(Source records)
● ● ● ●

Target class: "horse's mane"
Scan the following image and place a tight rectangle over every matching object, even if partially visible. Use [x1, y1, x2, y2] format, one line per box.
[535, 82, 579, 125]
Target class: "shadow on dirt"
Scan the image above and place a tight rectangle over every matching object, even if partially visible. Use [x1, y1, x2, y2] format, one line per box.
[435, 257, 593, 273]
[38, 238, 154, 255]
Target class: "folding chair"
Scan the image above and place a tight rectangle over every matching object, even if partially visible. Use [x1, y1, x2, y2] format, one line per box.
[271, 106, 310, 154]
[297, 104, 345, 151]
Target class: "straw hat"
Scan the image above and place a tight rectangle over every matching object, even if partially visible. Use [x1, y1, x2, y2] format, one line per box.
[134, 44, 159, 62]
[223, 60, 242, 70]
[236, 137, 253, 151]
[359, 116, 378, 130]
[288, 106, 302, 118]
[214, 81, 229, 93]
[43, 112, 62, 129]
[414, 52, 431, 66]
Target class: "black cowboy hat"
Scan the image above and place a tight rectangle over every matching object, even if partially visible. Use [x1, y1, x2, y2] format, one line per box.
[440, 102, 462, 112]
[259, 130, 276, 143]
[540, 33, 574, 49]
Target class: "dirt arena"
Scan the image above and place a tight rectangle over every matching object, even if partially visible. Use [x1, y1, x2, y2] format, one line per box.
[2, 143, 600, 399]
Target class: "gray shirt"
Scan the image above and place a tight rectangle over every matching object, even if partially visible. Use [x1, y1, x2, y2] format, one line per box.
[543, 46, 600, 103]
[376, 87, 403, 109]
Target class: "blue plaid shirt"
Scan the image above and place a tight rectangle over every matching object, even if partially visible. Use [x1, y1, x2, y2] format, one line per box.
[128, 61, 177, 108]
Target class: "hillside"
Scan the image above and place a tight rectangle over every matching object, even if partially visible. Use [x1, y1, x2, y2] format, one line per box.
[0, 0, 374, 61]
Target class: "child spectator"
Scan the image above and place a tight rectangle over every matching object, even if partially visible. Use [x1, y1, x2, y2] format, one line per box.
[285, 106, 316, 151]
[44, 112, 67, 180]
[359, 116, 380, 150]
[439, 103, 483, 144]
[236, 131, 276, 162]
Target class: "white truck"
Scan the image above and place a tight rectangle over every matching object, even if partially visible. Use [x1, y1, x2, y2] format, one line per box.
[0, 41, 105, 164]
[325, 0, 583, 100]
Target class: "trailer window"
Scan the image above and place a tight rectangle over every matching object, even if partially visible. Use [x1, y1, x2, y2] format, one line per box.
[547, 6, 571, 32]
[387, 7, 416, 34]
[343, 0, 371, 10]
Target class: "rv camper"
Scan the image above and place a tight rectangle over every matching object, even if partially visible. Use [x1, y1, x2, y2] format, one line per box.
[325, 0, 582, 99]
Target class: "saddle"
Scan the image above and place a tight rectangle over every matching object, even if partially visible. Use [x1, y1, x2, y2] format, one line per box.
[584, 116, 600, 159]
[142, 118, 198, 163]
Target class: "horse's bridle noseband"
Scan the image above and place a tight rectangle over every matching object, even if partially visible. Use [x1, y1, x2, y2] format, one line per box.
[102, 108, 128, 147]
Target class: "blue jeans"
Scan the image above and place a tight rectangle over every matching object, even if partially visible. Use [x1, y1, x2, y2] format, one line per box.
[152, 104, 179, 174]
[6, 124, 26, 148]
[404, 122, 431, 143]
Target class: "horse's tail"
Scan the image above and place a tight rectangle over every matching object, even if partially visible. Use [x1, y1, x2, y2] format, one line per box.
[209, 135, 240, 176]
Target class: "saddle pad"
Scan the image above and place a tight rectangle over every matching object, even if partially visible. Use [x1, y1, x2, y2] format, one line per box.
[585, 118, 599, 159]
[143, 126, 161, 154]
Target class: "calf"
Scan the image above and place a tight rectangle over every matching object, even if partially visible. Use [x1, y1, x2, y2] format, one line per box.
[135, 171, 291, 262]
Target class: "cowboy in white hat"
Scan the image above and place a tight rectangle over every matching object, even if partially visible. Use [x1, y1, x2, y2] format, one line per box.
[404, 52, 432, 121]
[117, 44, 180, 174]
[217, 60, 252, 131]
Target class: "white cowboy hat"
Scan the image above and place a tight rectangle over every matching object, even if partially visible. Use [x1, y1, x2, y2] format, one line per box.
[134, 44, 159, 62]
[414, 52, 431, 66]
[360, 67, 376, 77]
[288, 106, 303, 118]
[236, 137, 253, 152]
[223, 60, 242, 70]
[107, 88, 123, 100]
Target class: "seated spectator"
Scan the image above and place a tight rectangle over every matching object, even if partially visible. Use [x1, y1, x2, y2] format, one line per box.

● ● ● ●

Task details:
Within the records above, each line containing "horse" is to be returned.

Response to this exercise:
Target class: "horse's mane"
Target class: "horse's bridle noseband"
Target class: "horse's tail"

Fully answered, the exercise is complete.